Tugas:
- a) Di kota mana Anna Kasparian lahir menurut teks tentang Anna Kasparian?
- b) Tulis ulang paragraf dalam teks tentang Anna Kasparian yang diawali "Sikapnya juga menimbulkan perdebatan" menjadi satu kalimat yang lebih ringkas tanpa menghilangkan fakta utamanya.
- c) Lanjutkan teks tentang Anna Kasparian mulai dari kalimat terakhirnya.

Kutipan:
Anna Kasparian, komentator politik independen, penulis, produser, dan jurnalis asal Amerika Serikat (AS) berdarah Armenia, belakangan menjadi sosok yang ramai diperbincangkan.
Ucapannya yang tajam soal konflik Palestina dan keterlibatan AS di dalamnya memicu gelombang reaksi luas—antara pujian atas keberaniannya dan kecaman karena dinilai menyinggung sekutu strategis Washington, yaitu Israel.
Kasparian dikenal karena gaya bicaranya yang lugas dan emosional. Ia tidak segan menggunakan bahasa keras untuk mengungkapkan pandangannya.
Terutama terhadap tindakan Israel di Jalur Gaza dan dukungan politik maupun militer yang diberikan AS.
Bagi para pendukungnya, keberanian Kasparian mencerminkan semangat kebebasan berpendapat.
Namun, bagi para pengkritiknya, gaya bicara itu dianggap melewati batas dan merugikan kepentingan Amerika di Timur Tengah.
Sikapnya juga menimbulkan perdebatan di kalangan komunitas Armenia. Hal itu disebabkan oleh keterlibatannya dalam program “The Young Turks”, nama yang sensitif bagi sebagian warga Armenia karena berasosiasi dengan masa kelam sejarah mereka.
Namun, para pendiri program itu menegaskan bahwa nama tersebut tidak memiliki kaitan dengan konteks sejarah Armenia-Turki.
Anna Kasparian, yang nama lengkapnya adalah Anahit Misak Kasparian, lahir pada 1986 di Los Angeles, California, dari keluarga imigran Armenia.

Data yang Diberikan:
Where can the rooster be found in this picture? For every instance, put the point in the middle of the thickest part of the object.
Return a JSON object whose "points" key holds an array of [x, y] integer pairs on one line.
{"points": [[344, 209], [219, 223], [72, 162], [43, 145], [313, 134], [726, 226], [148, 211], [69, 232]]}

Jawaban Tiap Tugas:
- a) Ia lahir di Los Angeles, California.

- b) Keterlibatan Kasparian dalam program "The Young Turks" memicu perdebatan di kalangan komunitas Armenia karena bagi sebagian warga Armenia nama itu berasosiasi dengan masa kelam sejarah mereka.

- c)
Meski tumbuh di Amerika, ia tetap memegang kuat identitas kulturalnya. Bahasa Armenia adalah bahasa pertama yang ia kuasai, sebelum belajar bahasa Inggris melalui tayangan anak-anak seperti Sesame Street.
Sejak kecil, Kasparian menekuni tari balet, dan tampil secara profesional hingga usia 19 tahun. Ia kemudian menempuh pendidikan di Universitas Negeri California di Northridge dan memperoleh gelar sarjana jurnalistik pada 2007.
Tiga tahun kemudian, ia melanjutkan ke jenjang magister di bidang ilmu politik. Kasparian kerap menyebut jurnalis senior Barbara Walters dari program 20/20 di ABC sebagai sosok yang menginspirasinya masuk dunia media.
Selepas kuliah, Kasparian bekerja sebagai produser pembantu di stasiun radio CBS Los Angeles.
Ia mengaku bersyukur mendapat pekerjaan segera setelah lulus, namun merasa kecewa dengan suasana kerja media arus utama yang dianggap terlalu kaku dan “tak memungkinkan kebebasan berekspresi”.
Lonjakan karier dan ketenaran global
Karier Kasparian menanjak pesat setelah bergabung dalam program “The Young Turks”, dipimpin oleh jurnalis Amerika keturunan Turki, Cenk Uygur.
Awalnya, Kasparian sempat ragu menerima tawaran tersebut karena latar belakang historis antara Armenia dan Turki.
Namun setelah bergabung, ia justru menemukan ruang untuk berbicara secara bebas—bahkan dengan gaya yang ia sebut “kadang agresif”.
Program tersebut kemudian berkembang menjadi salah satu media progresif paling berpengaruh di dunia maya.
Dengan strategi komunikasi yang populis dan berhaluan kiri, “The Young Turks” berhasil menjaring jutaan pengikut di YouTube, melampaui banyak jaringan berita besar seperti CNN.
Kasparian yang mengaku ateis ini dikenal memperjuangkan nilai-nilai progresif dan kebebasan berekspresi. Ia telah menerima sejumlah penghargaan jurnalistik dan menjadi pembicara utama di berbagai universitas serta konferensi politik.
Tulisannya juga pernah dimuat di media ternama seperti The New York Times dan Time Magazine.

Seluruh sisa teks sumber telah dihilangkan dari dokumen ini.